▶ [CONSIGNE 1]: Dans le listing, commencez à la ligne qui contient « like x=329 y=90. » et arrêtez-vous après celle qui contient « x=312 y=162 ». Reproduisez ces lignes en substituant « yellow banner » à « orange banner », sans rien modifier d'autre.

▶ [EXTRAIT PROPOSÉ]:
────────────────────

Lettre expliquant Histoire de Vasco
Texte de G. Schehadé expliquant Vasco
Mai 1957
Archives Georges Schehadé / IMEC

Après avoir pris connaissance du manuscrit, Barrault fit part de son enthousiasme à Schehadé : « Votre pièce me ravit et m’enthousiasme en tous points ! Je ne sais si les gens la consacreront comme un chef d’œuvre ; pour moi ce doit en être un (…) Je pleurerais des larmes de sang si vous ne vouliez pas que je monte la pièce ». 2

En 1956 le contrat de Jean-Louis Barraud au Théâtre Marigny prenant fin, il s’en suivit une tournée mondiale de la Cie Renaud-Barrault au cours de laquelle fut affichée Histoire de Vasco. 3 Après Zurich, ce fut Lyon, puis Barcelone, Munich, Varsovie, Berlin, Stockholm… partout ce fut un immense succès, clôturé par le triomphal festival de Balbeck à l’issue duquel le président de la république libanaise éleva Georges Schehadé au rang de commandeur du Cèdre.

────────────────────

▶ [DONNÉES DE L'EXERCICE]:
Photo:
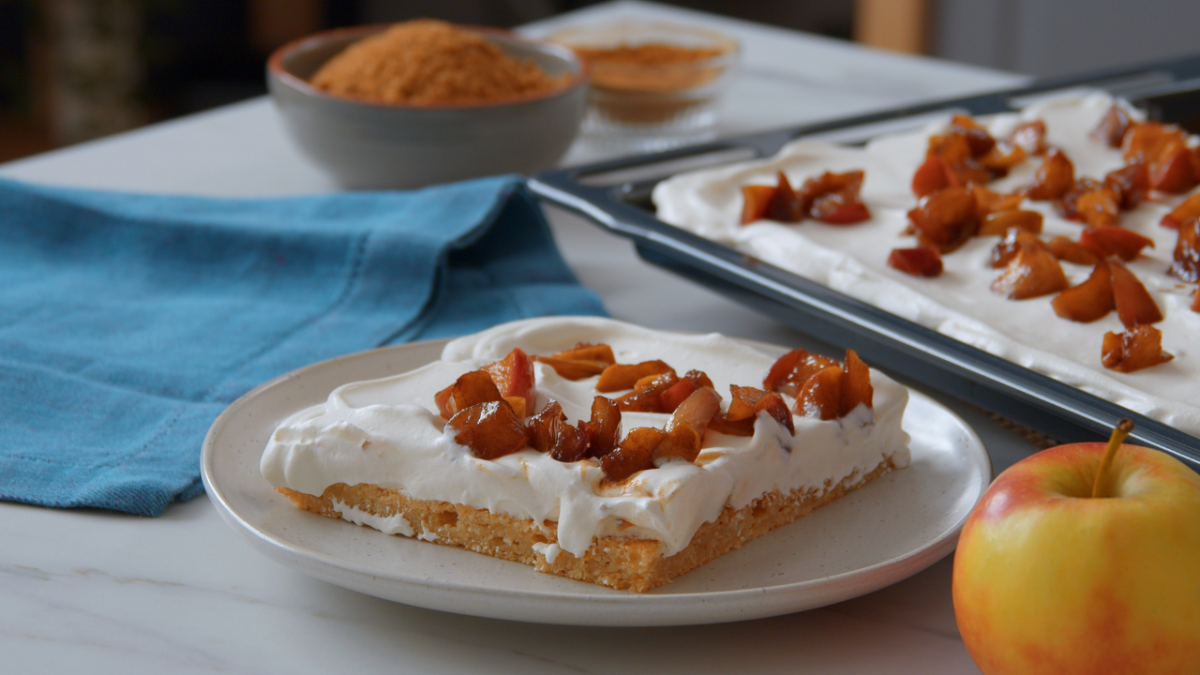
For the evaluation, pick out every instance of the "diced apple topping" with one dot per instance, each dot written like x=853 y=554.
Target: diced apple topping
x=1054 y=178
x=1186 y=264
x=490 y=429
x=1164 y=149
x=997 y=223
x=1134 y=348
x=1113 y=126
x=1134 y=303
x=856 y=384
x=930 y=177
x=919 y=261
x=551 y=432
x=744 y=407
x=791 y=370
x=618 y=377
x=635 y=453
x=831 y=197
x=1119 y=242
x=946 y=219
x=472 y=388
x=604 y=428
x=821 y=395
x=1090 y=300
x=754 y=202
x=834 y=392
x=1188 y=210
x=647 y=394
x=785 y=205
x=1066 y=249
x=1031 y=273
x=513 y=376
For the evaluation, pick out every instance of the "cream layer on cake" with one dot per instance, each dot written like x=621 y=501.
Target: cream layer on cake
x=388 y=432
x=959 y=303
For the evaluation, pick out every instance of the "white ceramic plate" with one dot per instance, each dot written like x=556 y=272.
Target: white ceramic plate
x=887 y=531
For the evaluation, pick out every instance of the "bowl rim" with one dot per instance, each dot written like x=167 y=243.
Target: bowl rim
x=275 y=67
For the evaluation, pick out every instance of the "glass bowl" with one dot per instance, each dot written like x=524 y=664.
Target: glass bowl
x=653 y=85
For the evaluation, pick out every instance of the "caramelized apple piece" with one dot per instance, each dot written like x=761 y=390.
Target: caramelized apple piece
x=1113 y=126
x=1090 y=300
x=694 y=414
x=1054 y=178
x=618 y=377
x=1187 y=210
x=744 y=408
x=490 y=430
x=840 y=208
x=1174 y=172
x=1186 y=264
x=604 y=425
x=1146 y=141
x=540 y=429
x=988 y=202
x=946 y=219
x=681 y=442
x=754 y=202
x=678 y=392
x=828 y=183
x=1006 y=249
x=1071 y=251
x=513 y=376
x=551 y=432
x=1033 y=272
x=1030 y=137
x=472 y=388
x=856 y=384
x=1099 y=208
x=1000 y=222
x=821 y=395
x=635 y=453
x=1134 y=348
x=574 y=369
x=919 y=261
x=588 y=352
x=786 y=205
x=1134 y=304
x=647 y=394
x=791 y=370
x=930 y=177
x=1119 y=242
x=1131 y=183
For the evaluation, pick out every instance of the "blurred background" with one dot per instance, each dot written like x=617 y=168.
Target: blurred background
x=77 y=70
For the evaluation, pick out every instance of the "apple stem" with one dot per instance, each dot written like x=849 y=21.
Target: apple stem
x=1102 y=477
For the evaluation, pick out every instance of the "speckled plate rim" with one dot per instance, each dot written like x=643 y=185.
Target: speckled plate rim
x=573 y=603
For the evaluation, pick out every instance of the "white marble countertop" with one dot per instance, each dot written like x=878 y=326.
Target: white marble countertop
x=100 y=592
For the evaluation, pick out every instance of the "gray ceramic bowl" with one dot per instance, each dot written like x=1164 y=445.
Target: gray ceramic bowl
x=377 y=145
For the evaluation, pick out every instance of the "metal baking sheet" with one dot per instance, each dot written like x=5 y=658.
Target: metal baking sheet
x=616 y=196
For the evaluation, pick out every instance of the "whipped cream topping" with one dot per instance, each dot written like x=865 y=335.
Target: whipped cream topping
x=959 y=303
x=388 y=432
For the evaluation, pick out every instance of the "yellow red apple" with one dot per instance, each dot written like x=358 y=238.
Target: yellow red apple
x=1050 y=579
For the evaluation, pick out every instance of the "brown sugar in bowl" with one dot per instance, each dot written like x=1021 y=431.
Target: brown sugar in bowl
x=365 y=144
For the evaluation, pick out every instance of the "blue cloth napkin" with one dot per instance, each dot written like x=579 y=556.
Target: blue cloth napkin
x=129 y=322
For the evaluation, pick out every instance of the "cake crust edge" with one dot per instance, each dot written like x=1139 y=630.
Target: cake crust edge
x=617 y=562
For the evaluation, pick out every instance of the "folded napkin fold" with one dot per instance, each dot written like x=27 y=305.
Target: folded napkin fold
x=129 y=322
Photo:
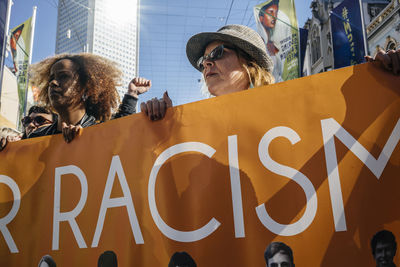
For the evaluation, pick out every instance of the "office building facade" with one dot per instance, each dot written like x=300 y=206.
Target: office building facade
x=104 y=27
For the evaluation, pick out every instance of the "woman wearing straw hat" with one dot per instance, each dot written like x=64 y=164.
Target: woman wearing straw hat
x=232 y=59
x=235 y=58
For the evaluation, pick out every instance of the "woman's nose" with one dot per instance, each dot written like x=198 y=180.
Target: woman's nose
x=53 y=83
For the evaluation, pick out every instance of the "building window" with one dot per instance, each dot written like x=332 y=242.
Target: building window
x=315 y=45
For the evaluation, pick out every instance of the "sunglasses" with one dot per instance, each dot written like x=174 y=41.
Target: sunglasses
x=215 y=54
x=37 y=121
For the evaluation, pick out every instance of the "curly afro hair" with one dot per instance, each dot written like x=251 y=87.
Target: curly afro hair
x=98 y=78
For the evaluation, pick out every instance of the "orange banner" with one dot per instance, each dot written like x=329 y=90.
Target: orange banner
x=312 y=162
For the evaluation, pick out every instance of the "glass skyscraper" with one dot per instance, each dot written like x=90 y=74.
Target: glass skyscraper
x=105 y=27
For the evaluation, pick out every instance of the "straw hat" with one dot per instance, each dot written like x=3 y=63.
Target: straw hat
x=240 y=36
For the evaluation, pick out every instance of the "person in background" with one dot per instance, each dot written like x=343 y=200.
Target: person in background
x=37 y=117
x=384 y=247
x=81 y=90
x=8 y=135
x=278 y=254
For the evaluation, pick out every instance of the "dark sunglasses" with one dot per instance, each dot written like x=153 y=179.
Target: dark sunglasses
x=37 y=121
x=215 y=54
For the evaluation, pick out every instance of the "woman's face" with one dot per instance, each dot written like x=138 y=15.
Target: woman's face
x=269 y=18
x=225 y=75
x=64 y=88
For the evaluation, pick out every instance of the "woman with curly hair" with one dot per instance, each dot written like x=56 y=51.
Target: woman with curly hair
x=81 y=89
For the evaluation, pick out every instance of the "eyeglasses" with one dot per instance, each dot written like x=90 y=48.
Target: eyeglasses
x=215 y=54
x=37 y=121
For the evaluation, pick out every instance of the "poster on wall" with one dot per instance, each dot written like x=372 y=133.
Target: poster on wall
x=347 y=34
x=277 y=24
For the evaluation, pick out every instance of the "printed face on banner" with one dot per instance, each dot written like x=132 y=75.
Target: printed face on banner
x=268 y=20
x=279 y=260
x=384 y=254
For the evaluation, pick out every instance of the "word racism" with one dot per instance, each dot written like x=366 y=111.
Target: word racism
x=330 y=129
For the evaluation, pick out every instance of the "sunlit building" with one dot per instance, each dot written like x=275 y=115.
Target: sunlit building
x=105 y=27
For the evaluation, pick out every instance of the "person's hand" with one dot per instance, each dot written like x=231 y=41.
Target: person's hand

────────────────────

▶ [CONSIGNE 2]: Recopiez à l'identique le passage de l'extrait sur Histoire de Vasco qui commence aux mots « En 1956 le contrat » et se termine après les mots « commandeur du Cèdre. ».

▶ [RÉPONSE FINALE 1]:
For the evaluation, pick out every instance of the "yellow banner" with one dot per instance, each dot written like x=329 y=90.
Target: yellow banner
x=312 y=162

▶ [RÉPONSE FINALE 2]:
En 1956 le contrat de Jean-Louis Barraud au Théâtre Marigny prenant fin, il s’en suivit une tournée mondiale de la Cie Renaud-Barrault au cours de laquelle fut affichée Histoire de Vasco. 3 Après Zurich, ce fut Lyon, puis Barcelone, Munich, Varsovie, Berlin, Stockholm… partout ce fut un immense succès, clôturé par le triomphal festival de Balbeck à l’issue duquel le président de la république libanaise éleva Georges Schehadé au rang de commandeur du Cèdre.